OBJETIVO: Reescreva de forma mais breve o parágrafo do texto sobre a admissibilidade dos recursos especial e extraordinário que começa com "Por ocasião da 7ª audiência pública". Preserve os fatos principais.

TEXTO PARA LEITURA:
◆ ◆ ◆ ◆
Guilherme Pupe da Nóbrega
A supressão da admissibilidade dos recursos especial e extraordinário pelos Tribunais ordinários é um dos temas mais pujantes do Código de Processo Civil de 2015.
A novidade não se fez presente no anteprojeto do novo CPC, que previa, em seu artigo 945, parágrafo único, o juízo de admissibilidade em segundo grau.1
Por ocasião da 7ª audiência pública voltada para os debates sobre a nova lei, ocorrida em Porto Alegre (RS) em outubro de 2010, houve singela sugestão, pela supressão da admissibilidade pelas Cortes ordinárias. A provocação, nada obstante, não surtiria efeito.2
Quando da conversão do anteprojeto no Projeto de Lei do Senado Federal (PLS) 166/10, lá estava a admissibilidade, prevista no artigo 984, parágrafo único.3
A previsão foi mantida no Projeto de Lei da Câmara dos Deputados (PLC) 8.046/10, no artigo 1.052, parágrafo único. No âmbito dessa Casa, porém, foi apresentada a emenda 825/2011, de autoria do deputado Gabriel Guimarães, que trazia como justificativas:
(...) abusos vêm sendo perpetrados pelos assessores dos magistrados responsáveis; (...)
Cerca de 90% dos recursos interpostos tem o seu seguimento denegado, e, na grande maioria das vezes, com base em fundamentos que não poderia ser objeto de juízo de admissibilidade; (...)
Quando se deixa a cargo do Tribunal de origem a realização do juízo de admissibilidade dos recursos já mencionados, o processo fica parado, tranquilamente, por pelo menos um ano; (...)4
Cerca de 85% das decisões denegatórias são agravadas, o que mostra que não é tão eficaz assim esse método de filtragem dos recursos.
A modificação proposta, nada obstante, receberia parecer contrário dos deputados Sérgio Barradas Carneiro5 e Paulo Teixeira.6 Apenas posteriormente, no âmbito de Comissão Especial, haveria a mudança7, posteriormente aprovada em Plenário.
◆ ◆ ◆ ◆
REGISTROS EXTRAÍDOS:

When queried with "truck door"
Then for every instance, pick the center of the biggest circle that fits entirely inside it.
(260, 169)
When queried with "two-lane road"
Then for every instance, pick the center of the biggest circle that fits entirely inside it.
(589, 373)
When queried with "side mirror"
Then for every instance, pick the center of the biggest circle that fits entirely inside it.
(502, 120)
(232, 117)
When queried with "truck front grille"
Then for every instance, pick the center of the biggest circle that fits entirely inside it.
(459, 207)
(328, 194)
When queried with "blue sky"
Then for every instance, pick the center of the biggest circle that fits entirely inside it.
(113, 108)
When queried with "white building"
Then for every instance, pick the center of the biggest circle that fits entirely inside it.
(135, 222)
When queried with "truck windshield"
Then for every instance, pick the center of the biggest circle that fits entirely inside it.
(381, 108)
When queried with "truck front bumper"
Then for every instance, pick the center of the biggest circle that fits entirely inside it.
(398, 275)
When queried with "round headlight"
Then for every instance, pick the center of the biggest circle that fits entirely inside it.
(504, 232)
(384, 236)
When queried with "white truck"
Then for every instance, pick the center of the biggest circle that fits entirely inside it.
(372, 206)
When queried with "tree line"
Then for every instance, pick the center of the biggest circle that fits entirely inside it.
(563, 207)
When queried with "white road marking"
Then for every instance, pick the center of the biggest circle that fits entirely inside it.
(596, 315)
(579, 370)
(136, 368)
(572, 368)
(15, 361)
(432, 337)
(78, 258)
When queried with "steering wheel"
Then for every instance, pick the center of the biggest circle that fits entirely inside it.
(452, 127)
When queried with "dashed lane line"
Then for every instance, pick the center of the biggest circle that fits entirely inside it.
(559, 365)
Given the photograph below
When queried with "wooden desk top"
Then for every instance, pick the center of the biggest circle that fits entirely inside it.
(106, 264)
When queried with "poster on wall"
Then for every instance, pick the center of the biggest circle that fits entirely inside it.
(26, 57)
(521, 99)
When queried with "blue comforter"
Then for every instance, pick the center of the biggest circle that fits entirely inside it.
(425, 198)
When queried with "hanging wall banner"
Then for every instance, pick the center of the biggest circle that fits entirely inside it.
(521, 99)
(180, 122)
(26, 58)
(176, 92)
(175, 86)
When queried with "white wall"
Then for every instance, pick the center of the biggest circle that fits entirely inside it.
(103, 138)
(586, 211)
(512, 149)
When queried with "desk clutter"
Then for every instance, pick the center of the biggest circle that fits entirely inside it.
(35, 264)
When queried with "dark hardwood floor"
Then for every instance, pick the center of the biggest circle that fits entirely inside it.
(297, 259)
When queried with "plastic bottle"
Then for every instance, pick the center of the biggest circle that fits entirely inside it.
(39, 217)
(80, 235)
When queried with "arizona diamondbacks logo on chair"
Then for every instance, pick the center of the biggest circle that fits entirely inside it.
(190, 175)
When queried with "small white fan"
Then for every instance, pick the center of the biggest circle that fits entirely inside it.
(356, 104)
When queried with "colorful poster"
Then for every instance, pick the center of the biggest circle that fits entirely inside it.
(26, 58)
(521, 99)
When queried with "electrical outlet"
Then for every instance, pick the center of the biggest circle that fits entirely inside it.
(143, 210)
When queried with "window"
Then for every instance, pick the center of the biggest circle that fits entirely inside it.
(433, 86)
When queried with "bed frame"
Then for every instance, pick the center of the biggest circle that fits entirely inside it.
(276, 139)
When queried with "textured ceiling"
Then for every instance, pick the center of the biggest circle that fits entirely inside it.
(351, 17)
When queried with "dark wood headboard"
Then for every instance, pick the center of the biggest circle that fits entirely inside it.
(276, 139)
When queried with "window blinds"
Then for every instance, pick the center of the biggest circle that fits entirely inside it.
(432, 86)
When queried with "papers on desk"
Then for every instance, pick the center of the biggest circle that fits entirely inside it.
◆ ◆ ◆ ◆
RESPOSTA: Na 7ª audiência pública sobre a nova lei, realizada em Porto Alegre (RS) em outubro de 2010, sugeriu-se suprimir a admissibilidade pelas Cortes ordinárias, mas a proposta não surtiu efeito.